— START —

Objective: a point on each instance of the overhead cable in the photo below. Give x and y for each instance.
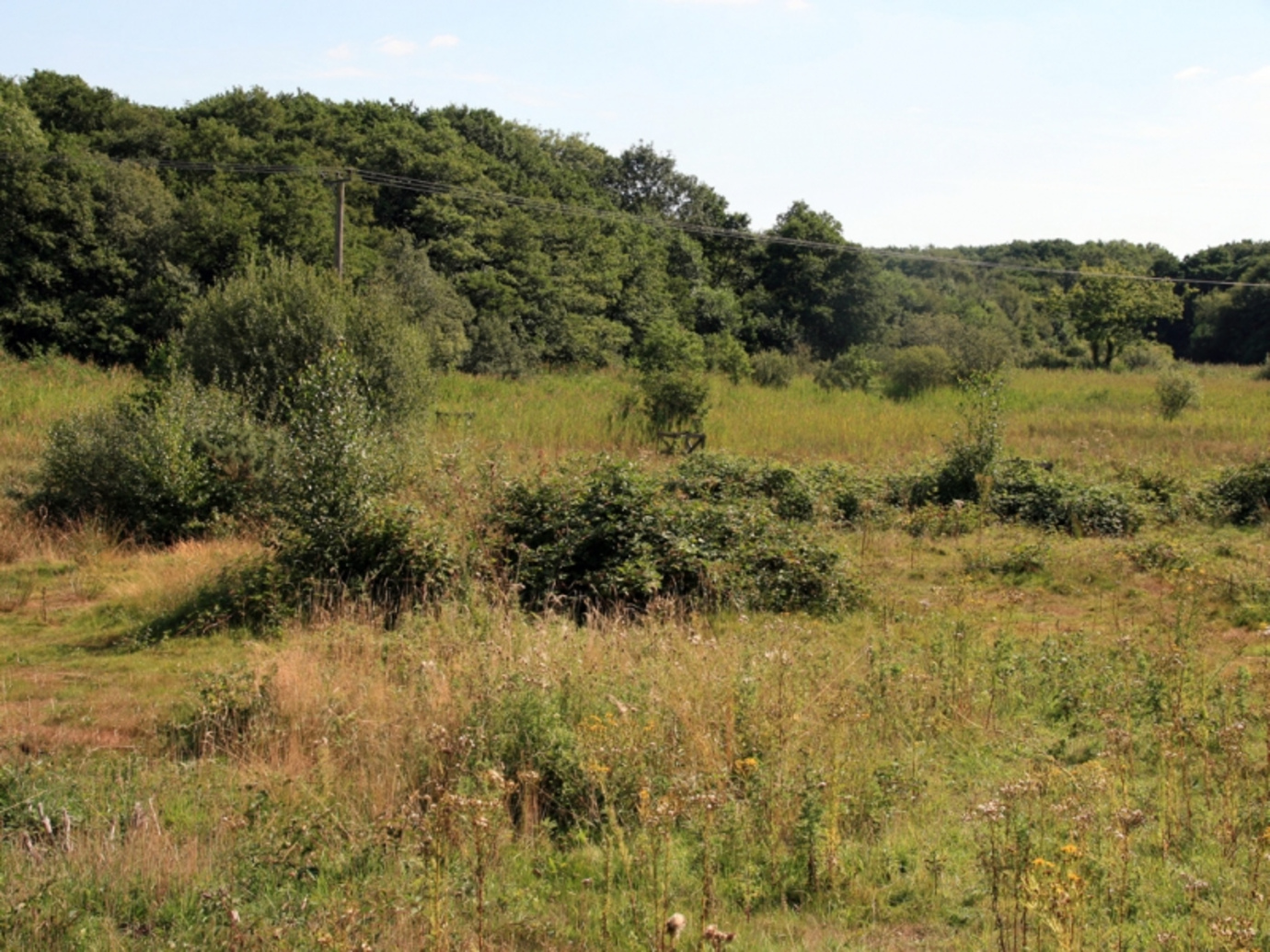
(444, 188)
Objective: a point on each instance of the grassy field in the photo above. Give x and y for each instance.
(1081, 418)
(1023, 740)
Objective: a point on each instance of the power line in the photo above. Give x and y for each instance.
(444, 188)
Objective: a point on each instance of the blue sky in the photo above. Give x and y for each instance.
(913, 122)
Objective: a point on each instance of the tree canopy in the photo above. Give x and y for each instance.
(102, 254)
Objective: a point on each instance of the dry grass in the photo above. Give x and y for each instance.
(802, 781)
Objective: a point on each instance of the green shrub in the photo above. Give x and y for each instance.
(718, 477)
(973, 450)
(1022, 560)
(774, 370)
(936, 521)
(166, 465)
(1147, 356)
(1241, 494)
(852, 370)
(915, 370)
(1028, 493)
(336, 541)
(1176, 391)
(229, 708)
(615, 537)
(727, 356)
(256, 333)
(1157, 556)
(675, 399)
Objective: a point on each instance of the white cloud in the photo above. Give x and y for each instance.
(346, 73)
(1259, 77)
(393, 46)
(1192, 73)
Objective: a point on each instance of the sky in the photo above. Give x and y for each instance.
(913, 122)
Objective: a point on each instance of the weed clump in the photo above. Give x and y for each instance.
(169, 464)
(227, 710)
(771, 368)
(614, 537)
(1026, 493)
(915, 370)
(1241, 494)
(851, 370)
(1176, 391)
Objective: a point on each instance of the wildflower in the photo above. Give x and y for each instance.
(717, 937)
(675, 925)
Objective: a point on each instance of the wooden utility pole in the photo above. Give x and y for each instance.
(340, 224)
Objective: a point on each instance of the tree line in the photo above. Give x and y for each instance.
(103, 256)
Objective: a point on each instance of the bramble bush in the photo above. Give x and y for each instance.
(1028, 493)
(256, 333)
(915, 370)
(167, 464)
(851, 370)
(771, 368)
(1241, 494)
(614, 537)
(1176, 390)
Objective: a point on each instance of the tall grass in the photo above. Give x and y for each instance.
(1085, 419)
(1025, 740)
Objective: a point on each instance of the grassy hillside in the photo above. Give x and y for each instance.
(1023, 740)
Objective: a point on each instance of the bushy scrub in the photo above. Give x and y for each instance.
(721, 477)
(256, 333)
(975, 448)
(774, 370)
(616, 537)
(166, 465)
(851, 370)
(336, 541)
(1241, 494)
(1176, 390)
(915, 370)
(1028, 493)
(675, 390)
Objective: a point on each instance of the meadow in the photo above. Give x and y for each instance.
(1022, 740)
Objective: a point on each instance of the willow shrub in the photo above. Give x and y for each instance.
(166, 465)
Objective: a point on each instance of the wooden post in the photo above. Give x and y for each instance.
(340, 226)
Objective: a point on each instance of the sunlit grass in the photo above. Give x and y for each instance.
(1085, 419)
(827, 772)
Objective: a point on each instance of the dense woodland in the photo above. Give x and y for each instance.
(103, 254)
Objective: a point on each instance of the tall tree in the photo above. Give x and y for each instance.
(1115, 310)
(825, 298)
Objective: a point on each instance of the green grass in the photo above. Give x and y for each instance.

— END —

:: TASK DETAILS ::
Reproduce every one of the lines above word for word, omitting the pictures.

:: THE SOLUTION ::
Objective: a point on each instance of the overhead cable in the photo below. Give x and y for each instance.
(444, 188)
Objective: a point on each instance of the grassy field in the photo above. Give x and y for each instance.
(1081, 418)
(1023, 740)
Objective: a point on each instance of the power line in the photo above. Give x and y for each instance.
(444, 188)
Objective: a point on each instance of the blue sky in the photo above. Give x and y for each instance.
(913, 122)
Objective: a point on each instance of the tree canopy in the photo above. Give x and y for each instance.
(102, 254)
Objective: a point on each instance of the dry grass in the photo above. Give x and y for each instance.
(802, 781)
Objective: a point on each instance of the green shrub in the photo above. Give x and y for each instance.
(718, 477)
(973, 450)
(1022, 560)
(774, 370)
(936, 521)
(166, 465)
(1147, 356)
(1241, 494)
(852, 370)
(915, 370)
(1028, 493)
(336, 541)
(1176, 391)
(229, 708)
(615, 537)
(727, 356)
(256, 333)
(1157, 556)
(675, 399)
Objective: a point on each instance of the white cloud in the photo above. Give x and y for each instance.
(346, 73)
(1259, 77)
(393, 46)
(1192, 73)
Objective: a point on each instance of the sky in the photo above. Give x and y for each instance.
(913, 122)
Objective: a point on each instance of the weed clump in the photo above. Give x and y for each instance.
(169, 464)
(227, 710)
(771, 368)
(614, 537)
(1026, 493)
(915, 370)
(1241, 494)
(851, 370)
(1176, 391)
Objective: a point on each instance of the wildflower in the photo above. Give x and y for each instance.
(717, 937)
(675, 925)
Objective: a point on each instance of the wooden utility pole in the photo above. Give x and y for each instance.
(340, 224)
Objective: a point on each instance of the tree line in the photo above. Give x and y for each instance.
(103, 256)
Objective: a point on each instance of the bramble bush in the photo above. Give x and y for each instance.
(1028, 493)
(256, 333)
(915, 370)
(167, 464)
(851, 370)
(771, 368)
(1241, 494)
(614, 537)
(1176, 390)
Objective: a point on each instance of the tall grass in the photo above. Give x and y for each instance.
(1085, 419)
(1025, 740)
Objective: a point on each instance of the grassy hillside in the photo above. Give x and y for each instance.
(1023, 740)
Objective: a point on each instance of the bushy scrub in the photo above. Give x and y for each instance.
(721, 477)
(256, 333)
(975, 448)
(774, 370)
(616, 537)
(166, 465)
(851, 370)
(336, 541)
(1241, 494)
(1176, 390)
(915, 370)
(1028, 493)
(675, 390)
Objective: a point on each instance of the meadow in the photo above. Give x and y for each instance.
(1022, 740)
Objective: a point on each instance of the willow shrub in the photo above. Give x and y for each instance.
(166, 465)
Objective: a point on each instance of the wooden post in the photo above. Give x and y for each instance.
(340, 226)
Objective: a point on each instance of the sunlit grass in the photo above. Give x and y for each instance.
(1085, 419)
(827, 772)
Objective: a point on each instance of the dense woodland in the photo above. Give x and y for each instance.
(103, 254)
Objective: a point on each instance of the tall tree in the photo above. Give x and y for each instance.
(1115, 310)
(825, 298)
Objective: a point on each instance of the green grass in the photo above. Give x and y for each instance.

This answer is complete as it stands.